* [Problem requirements] Recast the data from the line with "wheel. Report pixel corners as JSON arrays." to the line with "[[133, 415, 317, 814]]" as a two-column CSV headed input and output. Each row puts the text before a bracketed result in input and that result in output, with every field quoted and line breaks turned into spaces.

-- start Supplied material --

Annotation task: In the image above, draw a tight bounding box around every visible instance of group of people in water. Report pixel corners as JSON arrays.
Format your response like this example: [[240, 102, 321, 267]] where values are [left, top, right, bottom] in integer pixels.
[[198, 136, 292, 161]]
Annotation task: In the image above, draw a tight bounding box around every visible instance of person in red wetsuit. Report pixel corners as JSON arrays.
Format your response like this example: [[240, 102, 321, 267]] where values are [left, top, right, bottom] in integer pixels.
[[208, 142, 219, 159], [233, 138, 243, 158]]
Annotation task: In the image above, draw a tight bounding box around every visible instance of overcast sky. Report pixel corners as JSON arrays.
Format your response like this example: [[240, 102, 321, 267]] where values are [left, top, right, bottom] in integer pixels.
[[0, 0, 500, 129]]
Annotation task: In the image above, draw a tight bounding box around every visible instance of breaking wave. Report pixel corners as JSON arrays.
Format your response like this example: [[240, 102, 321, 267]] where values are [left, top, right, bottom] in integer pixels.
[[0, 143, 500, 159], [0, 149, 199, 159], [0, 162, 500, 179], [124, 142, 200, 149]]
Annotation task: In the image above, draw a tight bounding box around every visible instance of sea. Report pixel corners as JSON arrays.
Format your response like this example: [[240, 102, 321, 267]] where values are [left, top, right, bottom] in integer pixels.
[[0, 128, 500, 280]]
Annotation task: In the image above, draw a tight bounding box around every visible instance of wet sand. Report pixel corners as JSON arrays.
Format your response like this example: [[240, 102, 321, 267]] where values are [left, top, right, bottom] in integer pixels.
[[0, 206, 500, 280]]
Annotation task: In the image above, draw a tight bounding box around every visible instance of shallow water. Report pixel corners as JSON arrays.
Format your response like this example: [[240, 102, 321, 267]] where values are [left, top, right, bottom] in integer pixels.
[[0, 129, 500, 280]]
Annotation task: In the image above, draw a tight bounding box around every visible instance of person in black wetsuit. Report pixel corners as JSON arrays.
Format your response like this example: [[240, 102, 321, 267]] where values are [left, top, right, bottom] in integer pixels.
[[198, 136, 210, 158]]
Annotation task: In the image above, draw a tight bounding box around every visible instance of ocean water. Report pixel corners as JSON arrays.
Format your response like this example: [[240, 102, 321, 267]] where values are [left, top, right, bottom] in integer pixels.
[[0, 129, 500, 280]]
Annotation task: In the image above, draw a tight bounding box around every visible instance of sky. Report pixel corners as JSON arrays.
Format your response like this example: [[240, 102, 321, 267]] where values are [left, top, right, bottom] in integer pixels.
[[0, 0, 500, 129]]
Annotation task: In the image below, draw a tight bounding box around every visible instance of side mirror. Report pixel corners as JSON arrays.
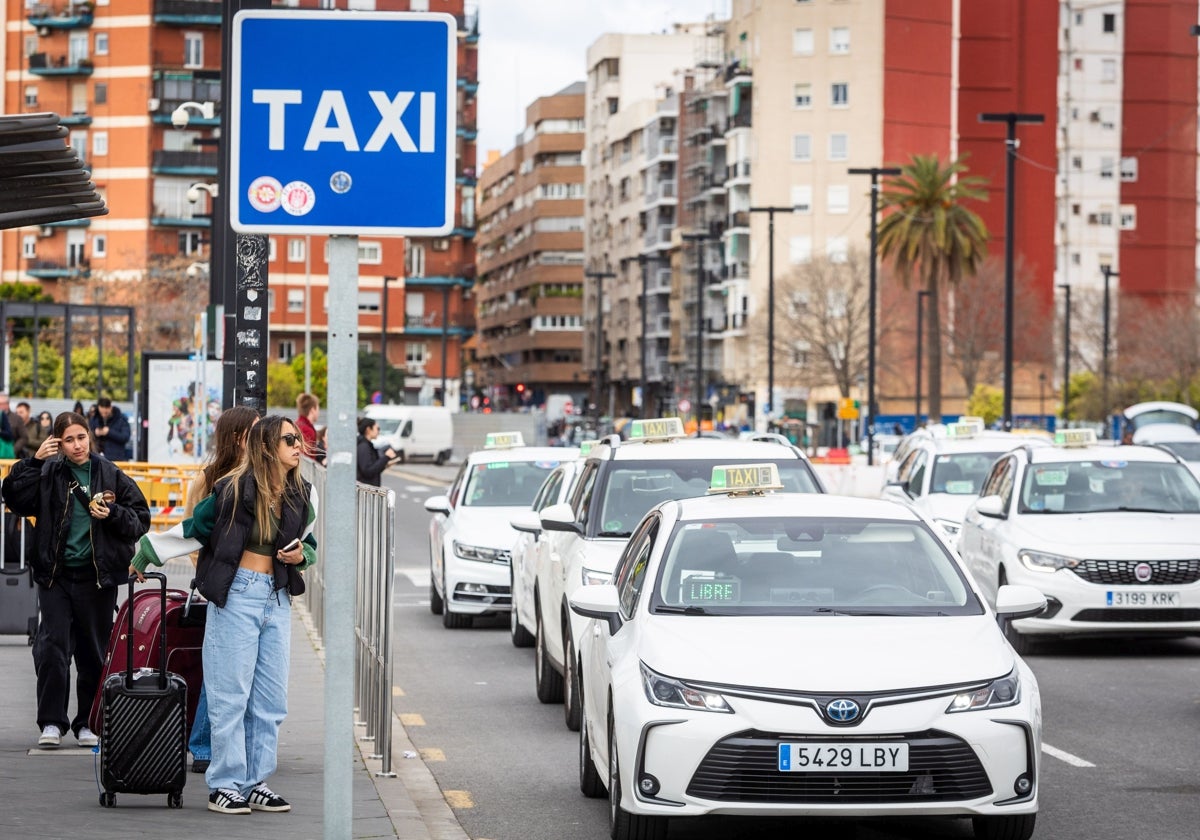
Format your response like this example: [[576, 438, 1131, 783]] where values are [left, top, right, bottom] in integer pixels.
[[568, 583, 622, 636], [425, 496, 450, 516], [976, 496, 1004, 520], [509, 508, 541, 536], [541, 502, 583, 534]]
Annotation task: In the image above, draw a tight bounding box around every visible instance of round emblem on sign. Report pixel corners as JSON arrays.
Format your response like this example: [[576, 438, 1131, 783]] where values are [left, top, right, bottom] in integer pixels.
[[281, 181, 317, 216], [247, 175, 283, 212]]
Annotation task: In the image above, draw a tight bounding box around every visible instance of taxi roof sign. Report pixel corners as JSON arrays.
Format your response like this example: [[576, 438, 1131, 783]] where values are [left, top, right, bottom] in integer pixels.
[[708, 463, 784, 493], [1054, 428, 1096, 449], [484, 432, 524, 449], [629, 418, 686, 440]]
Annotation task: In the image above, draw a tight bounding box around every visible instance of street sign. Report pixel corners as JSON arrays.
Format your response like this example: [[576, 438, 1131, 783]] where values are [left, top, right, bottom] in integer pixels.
[[227, 10, 457, 236]]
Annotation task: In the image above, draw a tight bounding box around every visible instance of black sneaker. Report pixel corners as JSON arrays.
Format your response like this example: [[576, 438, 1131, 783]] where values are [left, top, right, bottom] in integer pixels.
[[246, 782, 292, 811], [209, 787, 250, 814]]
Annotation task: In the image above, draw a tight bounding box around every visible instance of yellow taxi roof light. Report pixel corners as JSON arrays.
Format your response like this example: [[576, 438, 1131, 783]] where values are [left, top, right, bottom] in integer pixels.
[[1054, 428, 1096, 449], [629, 418, 686, 440], [708, 463, 784, 493], [484, 432, 524, 449]]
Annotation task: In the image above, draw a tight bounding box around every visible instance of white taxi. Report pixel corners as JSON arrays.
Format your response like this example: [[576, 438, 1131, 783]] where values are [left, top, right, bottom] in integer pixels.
[[425, 432, 575, 628], [882, 418, 1042, 542], [522, 418, 823, 730], [570, 464, 1045, 840], [959, 430, 1200, 653]]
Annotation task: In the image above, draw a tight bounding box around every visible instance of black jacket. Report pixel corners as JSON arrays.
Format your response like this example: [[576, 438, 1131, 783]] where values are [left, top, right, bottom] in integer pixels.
[[4, 454, 150, 587], [355, 434, 391, 487]]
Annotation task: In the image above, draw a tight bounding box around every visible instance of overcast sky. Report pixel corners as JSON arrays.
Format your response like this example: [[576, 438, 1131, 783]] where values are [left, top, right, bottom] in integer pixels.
[[476, 0, 728, 156]]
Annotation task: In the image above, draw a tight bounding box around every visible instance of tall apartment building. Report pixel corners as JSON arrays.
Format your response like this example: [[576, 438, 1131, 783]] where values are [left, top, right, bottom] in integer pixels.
[[475, 82, 588, 407], [0, 0, 479, 406]]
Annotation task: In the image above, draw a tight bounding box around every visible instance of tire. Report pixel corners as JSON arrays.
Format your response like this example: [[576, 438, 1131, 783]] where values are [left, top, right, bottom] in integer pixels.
[[563, 624, 583, 732], [509, 569, 534, 648], [972, 814, 1038, 840], [608, 713, 667, 840], [533, 610, 563, 703]]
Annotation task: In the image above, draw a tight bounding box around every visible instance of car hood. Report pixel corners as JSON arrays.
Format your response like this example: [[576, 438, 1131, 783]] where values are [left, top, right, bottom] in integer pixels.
[[640, 616, 1015, 692], [1013, 512, 1200, 560]]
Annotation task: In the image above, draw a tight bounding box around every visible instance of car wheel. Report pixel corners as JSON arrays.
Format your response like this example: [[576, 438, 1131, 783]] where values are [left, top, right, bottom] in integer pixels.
[[972, 814, 1038, 840], [509, 569, 533, 648], [533, 610, 563, 703], [580, 712, 605, 799], [608, 713, 667, 840], [563, 619, 582, 732]]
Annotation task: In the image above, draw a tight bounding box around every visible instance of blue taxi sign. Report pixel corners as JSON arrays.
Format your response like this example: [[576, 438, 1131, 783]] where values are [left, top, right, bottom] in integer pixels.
[[484, 432, 524, 449], [629, 418, 686, 440], [229, 8, 457, 236], [708, 463, 784, 493]]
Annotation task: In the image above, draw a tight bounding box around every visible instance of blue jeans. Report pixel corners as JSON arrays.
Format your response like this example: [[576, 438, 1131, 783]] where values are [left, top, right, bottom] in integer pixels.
[[204, 569, 292, 796]]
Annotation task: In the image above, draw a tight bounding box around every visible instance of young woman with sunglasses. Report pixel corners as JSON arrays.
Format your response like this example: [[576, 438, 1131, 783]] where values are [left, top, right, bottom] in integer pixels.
[[133, 415, 317, 814]]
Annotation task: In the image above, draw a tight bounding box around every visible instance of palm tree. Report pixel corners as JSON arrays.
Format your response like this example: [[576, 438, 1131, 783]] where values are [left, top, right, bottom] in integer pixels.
[[878, 155, 988, 422]]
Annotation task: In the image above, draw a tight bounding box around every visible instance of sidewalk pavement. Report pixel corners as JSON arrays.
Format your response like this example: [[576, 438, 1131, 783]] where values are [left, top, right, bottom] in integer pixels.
[[0, 559, 467, 840]]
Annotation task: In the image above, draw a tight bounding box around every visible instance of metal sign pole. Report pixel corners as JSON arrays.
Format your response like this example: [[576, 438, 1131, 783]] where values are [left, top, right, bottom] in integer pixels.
[[320, 231, 359, 840]]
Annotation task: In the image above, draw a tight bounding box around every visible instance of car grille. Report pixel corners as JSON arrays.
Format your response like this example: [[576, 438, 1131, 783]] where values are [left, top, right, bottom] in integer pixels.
[[1070, 607, 1200, 622], [1072, 559, 1200, 587], [688, 730, 992, 803]]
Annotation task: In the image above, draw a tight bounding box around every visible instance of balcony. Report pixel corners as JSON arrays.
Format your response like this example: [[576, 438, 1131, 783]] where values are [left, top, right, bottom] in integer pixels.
[[154, 0, 221, 26], [29, 53, 95, 76], [25, 0, 96, 30]]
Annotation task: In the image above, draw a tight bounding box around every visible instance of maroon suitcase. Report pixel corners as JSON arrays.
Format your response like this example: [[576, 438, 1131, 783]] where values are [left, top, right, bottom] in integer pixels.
[[88, 580, 208, 736]]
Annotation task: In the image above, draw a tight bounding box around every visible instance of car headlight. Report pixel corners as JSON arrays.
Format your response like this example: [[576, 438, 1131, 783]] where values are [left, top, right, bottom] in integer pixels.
[[580, 566, 612, 587], [1016, 548, 1079, 571], [454, 540, 509, 563], [946, 668, 1021, 713], [641, 662, 733, 714]]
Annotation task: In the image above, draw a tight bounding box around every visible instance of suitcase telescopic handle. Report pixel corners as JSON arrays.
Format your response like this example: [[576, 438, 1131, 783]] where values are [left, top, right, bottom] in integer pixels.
[[125, 571, 167, 690]]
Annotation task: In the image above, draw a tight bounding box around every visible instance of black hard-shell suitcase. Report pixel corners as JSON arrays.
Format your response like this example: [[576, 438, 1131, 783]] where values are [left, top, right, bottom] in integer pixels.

-- end Supplied material --

* [Complete response]
input,output
"Annotation task: In the image above, draw a tight bounding box around every visible instance of car wheel. Report pixel corners as JSON arrays. Format your response like this example: [[576, 438, 1131, 783]] where values are [left, top, right, bottom] in integer pixels.","[[972, 814, 1038, 840], [509, 569, 533, 648], [533, 610, 563, 703], [580, 712, 605, 799], [608, 713, 667, 840], [563, 619, 582, 732]]"
"Annotation task: In the image above, draw a tight bounding box around every visible instance of blue taxi sign. Report pixel corners as JSON arrays. Format your response like this example: [[576, 438, 1131, 783]] where values are [left, top, right, bottom] in integer pixels.","[[484, 432, 524, 449], [629, 418, 686, 440], [229, 8, 457, 236], [708, 463, 784, 493]]"
"Annotation task: In the image above, draw a tight bounding box around every visible instance of blue jeans. Report pixel corners as JSON arrays. Format your response like this example: [[576, 438, 1131, 783]] where values are [left, top, right, bottom] in integer pixels.","[[204, 569, 292, 796]]"
"Annotation task: In the image above, draw a tight bounding box around every visible instance of young woman with sunglasses. Report pixel corners as JSON arrays. Format your response like this example: [[576, 438, 1131, 783]] where values are [left, top, right, bottom] in integer pixels.","[[133, 415, 317, 814]]"